Material for this task:
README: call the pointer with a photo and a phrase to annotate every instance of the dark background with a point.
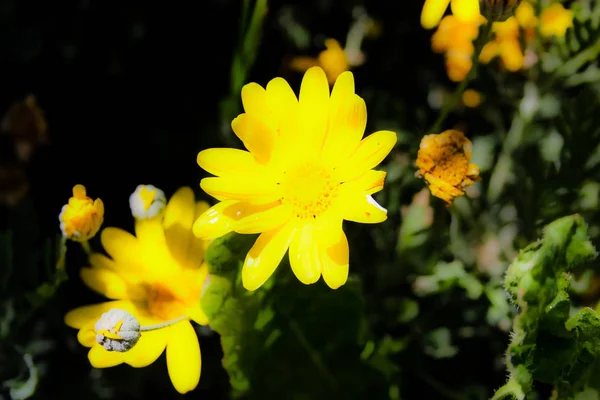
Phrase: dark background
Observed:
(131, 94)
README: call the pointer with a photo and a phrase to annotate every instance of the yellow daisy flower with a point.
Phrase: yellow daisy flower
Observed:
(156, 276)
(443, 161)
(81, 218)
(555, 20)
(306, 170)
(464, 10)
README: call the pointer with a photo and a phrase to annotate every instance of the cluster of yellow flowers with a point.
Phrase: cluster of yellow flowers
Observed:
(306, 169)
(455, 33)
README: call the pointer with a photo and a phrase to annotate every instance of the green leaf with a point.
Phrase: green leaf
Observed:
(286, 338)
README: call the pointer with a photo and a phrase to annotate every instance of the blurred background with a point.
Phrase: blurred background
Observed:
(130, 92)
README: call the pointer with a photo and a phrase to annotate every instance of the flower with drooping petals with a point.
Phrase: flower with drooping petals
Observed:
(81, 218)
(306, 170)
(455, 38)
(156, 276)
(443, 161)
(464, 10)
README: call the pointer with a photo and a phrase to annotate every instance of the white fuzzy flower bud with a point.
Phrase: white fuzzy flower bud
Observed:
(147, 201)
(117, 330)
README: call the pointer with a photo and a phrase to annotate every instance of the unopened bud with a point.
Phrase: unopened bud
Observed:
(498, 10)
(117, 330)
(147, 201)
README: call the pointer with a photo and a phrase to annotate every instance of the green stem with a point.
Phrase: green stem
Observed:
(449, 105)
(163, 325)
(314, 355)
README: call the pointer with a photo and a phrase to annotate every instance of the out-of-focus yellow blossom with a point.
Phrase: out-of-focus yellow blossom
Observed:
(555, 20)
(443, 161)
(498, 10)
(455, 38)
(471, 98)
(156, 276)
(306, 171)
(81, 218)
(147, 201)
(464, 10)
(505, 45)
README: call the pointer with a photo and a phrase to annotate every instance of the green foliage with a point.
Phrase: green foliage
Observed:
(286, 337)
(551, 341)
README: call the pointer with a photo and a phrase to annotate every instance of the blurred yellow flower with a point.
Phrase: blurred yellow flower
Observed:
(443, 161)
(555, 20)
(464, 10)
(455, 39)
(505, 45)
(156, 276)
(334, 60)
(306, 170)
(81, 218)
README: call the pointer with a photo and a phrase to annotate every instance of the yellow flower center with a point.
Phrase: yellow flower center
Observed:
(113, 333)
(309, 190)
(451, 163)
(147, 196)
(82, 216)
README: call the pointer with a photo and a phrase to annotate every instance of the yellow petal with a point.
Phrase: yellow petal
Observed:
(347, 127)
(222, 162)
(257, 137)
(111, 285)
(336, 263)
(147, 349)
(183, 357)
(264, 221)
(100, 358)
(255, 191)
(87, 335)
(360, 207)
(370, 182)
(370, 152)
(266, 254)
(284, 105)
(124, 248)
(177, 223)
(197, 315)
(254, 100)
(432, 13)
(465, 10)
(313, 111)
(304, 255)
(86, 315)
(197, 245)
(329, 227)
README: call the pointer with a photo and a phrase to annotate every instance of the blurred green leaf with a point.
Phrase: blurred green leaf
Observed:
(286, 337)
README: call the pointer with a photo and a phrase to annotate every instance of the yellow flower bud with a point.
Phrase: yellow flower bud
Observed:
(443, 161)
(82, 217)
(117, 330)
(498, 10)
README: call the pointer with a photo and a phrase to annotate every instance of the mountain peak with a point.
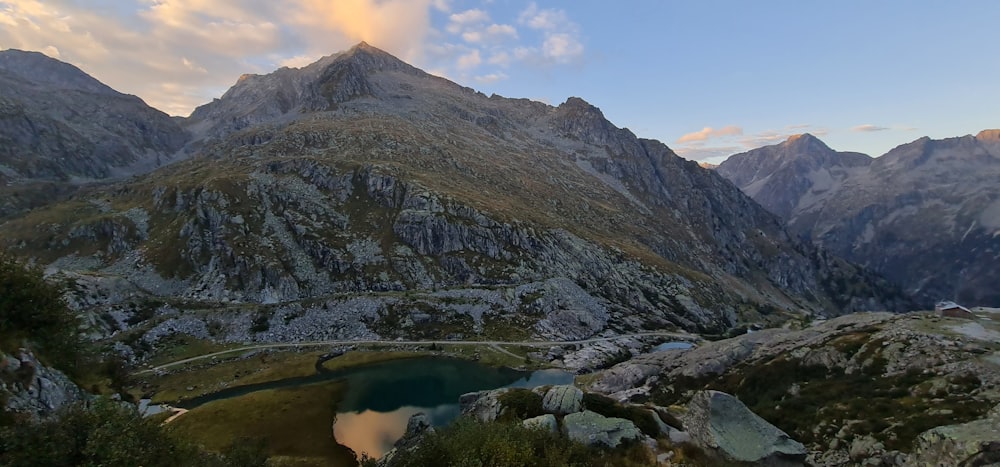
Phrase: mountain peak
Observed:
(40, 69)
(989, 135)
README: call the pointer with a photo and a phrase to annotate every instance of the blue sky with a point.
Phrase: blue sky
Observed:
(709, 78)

Problem details: Recast all the entries above as a two-column CSV with the headers entry_text and points, one row per entry, putting each entry's text and its answer into a single quoted field apiece with line breaks replaced by spaces. Leave the pictures out.

Answer to this exercise:
entry_text,points
"README: call the pointer with a photo and a phrase to annotate every instance of the dark background with a point. Phrase: dark background Observed:","(131, 94)"
"README: call the pointer with a photo and a phrase to annotate every instance of the yellow daisy flower with a point. Phrase: yellow daisy flower Observed:","(156, 276) (443, 161) (81, 218) (555, 20) (306, 170) (464, 10)"
"README: call the pointer with a photo and a phrase to annotate every instance of the cluster of yellow flowers with a point. Phrase: cluster of yellow flowers Observed:","(306, 169) (455, 33)"
"README: call the pointer with a photo and a phrase to annotate every instance of the green leaf with a point. Phrase: green leaf Observed:","(286, 338)"
"README: call the pointer with a photo and a phrase to annotate every instance of the blurred background with a point. Phrase: blurred background Observed:","(130, 92)"
"README: call the pointer with a photo and a phrase to annotate every instance of the flower with drooping petals with a point. Phrase: flower with drooping petals Observed:","(81, 218) (306, 170) (455, 38) (156, 276) (443, 161) (464, 10)"
"README: call the pointer with a photo and a phrase to annotate every instance of the white fuzzy flower bud with a point. Phrase: white fuzzy flower bud Observed:","(147, 201) (117, 330)"
"README: call the pointer with a photo and a phrase to annotate every instance of the unopened bud with a point. Phrase: unopened bud Observed:","(498, 10) (117, 330) (147, 201)"
"README: call the pointer with a photo and a phrase to annotate every instance of the green stem with a point. Phrase: green stem Observed:","(449, 105) (163, 325) (314, 355)"
"README: call the pointer with a photo and a phrase to annotate every instance of the out-of-focus yellow blossom with a point. Phrase: out-of-focus yellow blossom Observed:","(555, 20) (443, 161) (498, 10) (455, 38) (471, 98) (156, 276) (306, 171) (81, 218) (147, 201) (464, 10) (505, 45)"
"README: call the pointer with a photo and a phrase to annotate every instance of the green foliage with a point. Phrase: green foliage Observed:","(286, 337) (551, 341)"
"README: call the pointer with a photo and a phrase to annotate every instance of the blurred yellow flower with a point. Phrase: blurred yellow flower Observed:","(443, 161) (555, 20) (464, 10) (455, 39) (505, 45) (156, 276) (334, 60) (306, 170) (81, 218)"
"README: call the pointer with a photo and a phrase to annotate every instance of the yellow flower center with a point. Phrase: yellow flower center Observed:","(113, 333) (309, 190) (451, 163) (147, 196) (82, 216)"
"README: call the pointer with a photo and a phrase to annotate every instance of the yellow petal with a point. Phrase: yellow petal Observed:","(347, 127) (222, 162) (257, 137) (111, 285) (336, 263) (147, 349) (183, 357) (264, 221) (100, 358) (255, 191) (87, 335) (360, 207) (370, 182) (370, 152) (266, 254) (284, 105) (124, 248) (177, 223) (197, 315) (254, 100) (432, 13) (465, 10) (313, 111) (304, 255) (86, 315) (197, 245) (329, 227)"
"README: call the pointer with a photo and a phrase to annotate every instance of the blurred green leaf with a point. Phrase: blurred green leaf Observed:","(286, 337)"
"README: call the pointer with a photo and a phrase to annotate every instance of the yellow flower bud with a point. Phrase: yellow flower bud Observed:","(443, 161) (82, 217) (117, 330) (498, 10)"
"README: call the pointer with a photo and a phrase to annotate every instance of the mountain peak with a point. Phrase: mountain peak Observed:","(40, 69) (989, 135)"
"README: call the pointer with a photo and a phrase to annotate every instance of the blue sky with a point. Phrase: blue sky Observed:","(709, 78)"